• [Document text]:
----------------
The first call to cudaMalloc in the following code fails with cudaErrorMemoryAllocation because the amount of memory is too large. But the second call for only 1024 bytes fails, too.
cudaError_t err;
cudaThreadSynchronize(); // Initialize
// Determine free memory
size_t free, total;
err = cudaMemGetInfo(&free, &total);
if (err != cudaSuccess) {
cout << "Error cudaMemGetInfo" << endl;
} else {
cout << "Free=" << free << ", total=" << total << endl;
}
void* ptr;
// The first malloc fails, because the requested block is too large
err = cudaMalloc(&ptr, free);
if (err != cudaSuccess) {
cout << "Error cudaMalloc large block" << endl;
}
cudaFree(ptr);
// The second call fails, too
err = cudaMalloc(&ptr, 1024);
if (err != cudaSuccess) {
cout << "Error cudaMalloc small block" << endl;
}
cudaFree(ptr);
So after the first call the device is in an usable state. I did not expect this behaviour. Is this a bug or a feature? If it is a feature than it should be included in the documentation. I ran this on Windows 7 64 Bit, CUDA 3.2, WDDM Driver 270.81 and Visual Studio 2008.
----------------
• [Records shown]:
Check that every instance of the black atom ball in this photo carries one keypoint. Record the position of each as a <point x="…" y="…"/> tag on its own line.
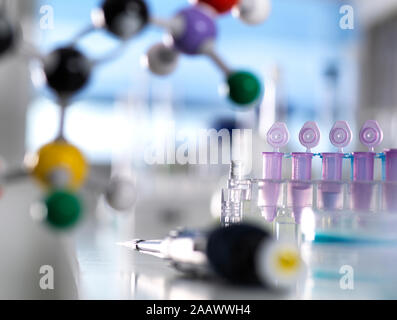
<point x="67" y="70"/>
<point x="125" y="18"/>
<point x="7" y="35"/>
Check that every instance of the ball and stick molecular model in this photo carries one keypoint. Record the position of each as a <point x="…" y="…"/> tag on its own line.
<point x="59" y="166"/>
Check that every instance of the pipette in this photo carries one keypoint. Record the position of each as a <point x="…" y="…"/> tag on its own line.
<point x="269" y="190"/>
<point x="371" y="135"/>
<point x="300" y="189"/>
<point x="330" y="195"/>
<point x="241" y="254"/>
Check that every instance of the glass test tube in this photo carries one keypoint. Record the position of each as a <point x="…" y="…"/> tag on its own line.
<point x="270" y="187"/>
<point x="363" y="175"/>
<point x="390" y="185"/>
<point x="330" y="189"/>
<point x="300" y="189"/>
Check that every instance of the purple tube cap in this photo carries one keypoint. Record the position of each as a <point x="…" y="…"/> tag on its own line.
<point x="278" y="135"/>
<point x="340" y="135"/>
<point x="309" y="136"/>
<point x="371" y="134"/>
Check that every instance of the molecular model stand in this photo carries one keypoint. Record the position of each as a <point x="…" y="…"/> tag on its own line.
<point x="59" y="166"/>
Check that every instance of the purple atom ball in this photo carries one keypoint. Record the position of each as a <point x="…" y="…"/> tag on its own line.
<point x="199" y="29"/>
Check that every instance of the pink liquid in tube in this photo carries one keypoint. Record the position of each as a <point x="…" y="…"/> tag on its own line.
<point x="371" y="135"/>
<point x="269" y="187"/>
<point x="300" y="189"/>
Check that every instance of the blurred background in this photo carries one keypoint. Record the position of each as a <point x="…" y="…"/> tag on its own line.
<point x="312" y="69"/>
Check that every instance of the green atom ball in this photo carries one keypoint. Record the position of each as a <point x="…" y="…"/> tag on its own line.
<point x="63" y="209"/>
<point x="244" y="87"/>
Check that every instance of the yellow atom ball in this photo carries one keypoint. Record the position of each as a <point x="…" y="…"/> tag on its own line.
<point x="60" y="164"/>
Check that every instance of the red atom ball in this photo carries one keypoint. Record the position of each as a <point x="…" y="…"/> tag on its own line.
<point x="222" y="6"/>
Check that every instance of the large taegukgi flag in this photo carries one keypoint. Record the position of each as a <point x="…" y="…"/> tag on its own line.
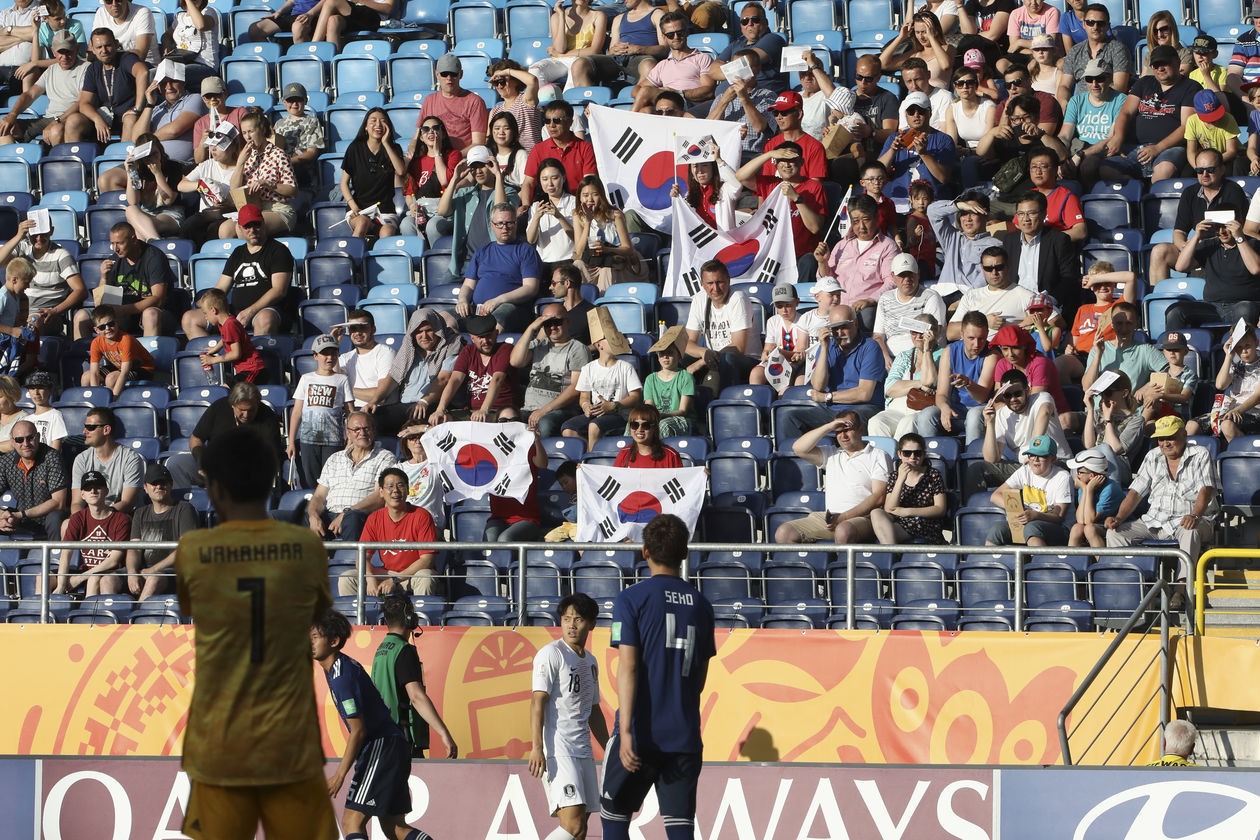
----------------
• [Stated task 1]: In the cudaMalloc forum post, which CUDA version and driver was the code run with?
• [Stated task 2]: Carry on the cudaMalloc forum post from the point where it stops.

• [Task answer 1]: CUDA 3.2 with WDDM Driver 270.81.

• [Task answer 2]:
Is there a way around this? I can’t reset the device with cudaThreadExit(), because in my application there are other buffers on the device and already allocated. And i have to use CUDA 3.2 because of my customer.
I read in another thread, that the author uses a conservative estimates of 80% of free memory. Is this the only way?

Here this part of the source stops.